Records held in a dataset
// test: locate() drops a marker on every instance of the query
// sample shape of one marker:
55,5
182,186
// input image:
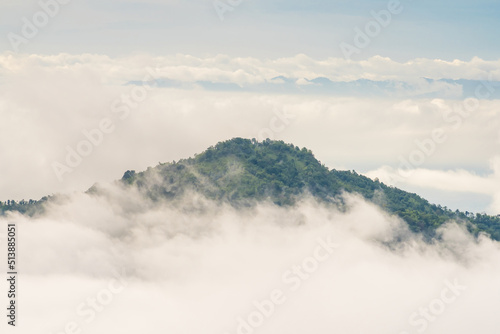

* [AIM OF THE TASK] Please rename every "marker" in the data above to "pin" and reproduce the data with nothing else changed. Leave the pictures out.

* [FULL OUTPUT]
// test: locate() drops a pin on every instance of the query
// sample shape of one pin:
55,5
182,186
// input image:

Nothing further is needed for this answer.